• STATED EXERCISE
Convert the stretch of the entries below that opens with the line containing "Tag wooden fence" and closes with the line containing "516, 150, 640, 188" into a Markdown table. Use the columns Row and Line, give each line its own numbered row, and leave out blank lines.

____ DATA TO USE

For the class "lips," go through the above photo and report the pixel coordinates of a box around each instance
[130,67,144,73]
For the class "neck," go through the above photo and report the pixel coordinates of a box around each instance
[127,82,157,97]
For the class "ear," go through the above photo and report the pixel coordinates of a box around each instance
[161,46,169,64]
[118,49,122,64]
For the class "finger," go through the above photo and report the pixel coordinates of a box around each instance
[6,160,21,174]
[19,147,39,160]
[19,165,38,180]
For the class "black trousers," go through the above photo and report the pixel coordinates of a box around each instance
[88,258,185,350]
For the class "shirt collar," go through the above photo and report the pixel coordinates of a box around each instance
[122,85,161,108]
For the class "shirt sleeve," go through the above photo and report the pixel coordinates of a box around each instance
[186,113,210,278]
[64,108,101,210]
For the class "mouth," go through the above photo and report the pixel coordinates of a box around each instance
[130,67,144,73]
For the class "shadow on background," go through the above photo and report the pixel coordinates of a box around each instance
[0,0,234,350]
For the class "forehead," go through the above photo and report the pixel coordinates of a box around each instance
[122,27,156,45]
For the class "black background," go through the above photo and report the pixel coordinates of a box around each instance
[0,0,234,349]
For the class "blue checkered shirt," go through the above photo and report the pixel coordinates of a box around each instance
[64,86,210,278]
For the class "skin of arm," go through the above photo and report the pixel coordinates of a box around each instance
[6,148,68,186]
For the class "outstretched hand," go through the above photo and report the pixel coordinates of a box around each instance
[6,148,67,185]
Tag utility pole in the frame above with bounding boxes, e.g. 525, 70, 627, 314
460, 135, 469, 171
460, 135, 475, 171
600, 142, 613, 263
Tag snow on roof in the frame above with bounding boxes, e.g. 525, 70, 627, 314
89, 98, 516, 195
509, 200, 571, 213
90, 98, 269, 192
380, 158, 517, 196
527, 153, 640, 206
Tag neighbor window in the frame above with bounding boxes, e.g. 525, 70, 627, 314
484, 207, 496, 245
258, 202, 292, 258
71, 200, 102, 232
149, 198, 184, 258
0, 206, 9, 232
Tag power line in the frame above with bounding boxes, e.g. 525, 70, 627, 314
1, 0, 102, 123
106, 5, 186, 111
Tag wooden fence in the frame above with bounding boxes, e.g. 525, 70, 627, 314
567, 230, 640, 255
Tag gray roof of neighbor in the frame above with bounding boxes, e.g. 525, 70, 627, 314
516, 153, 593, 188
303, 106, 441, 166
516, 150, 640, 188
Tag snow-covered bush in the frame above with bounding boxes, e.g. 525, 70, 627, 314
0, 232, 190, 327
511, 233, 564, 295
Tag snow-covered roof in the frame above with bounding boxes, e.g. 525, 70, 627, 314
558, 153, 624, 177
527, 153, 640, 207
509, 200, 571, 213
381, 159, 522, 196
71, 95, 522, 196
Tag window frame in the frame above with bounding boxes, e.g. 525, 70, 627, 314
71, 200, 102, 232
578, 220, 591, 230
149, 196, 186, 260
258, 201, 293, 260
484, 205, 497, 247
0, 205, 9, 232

________

• WORKED ANSWER
| Row | Line |
|---|---|
| 1 | Tag wooden fence in the frame above with bounding boxes, e.g. 525, 70, 627, 314 |
| 2 | 567, 230, 640, 255 |
| 3 | Tag gray roof of neighbor in the frame above with bounding boxes, e.g. 525, 70, 627, 314 |
| 4 | 516, 153, 593, 188 |
| 5 | 303, 106, 441, 166 |
| 6 | 516, 150, 640, 188 |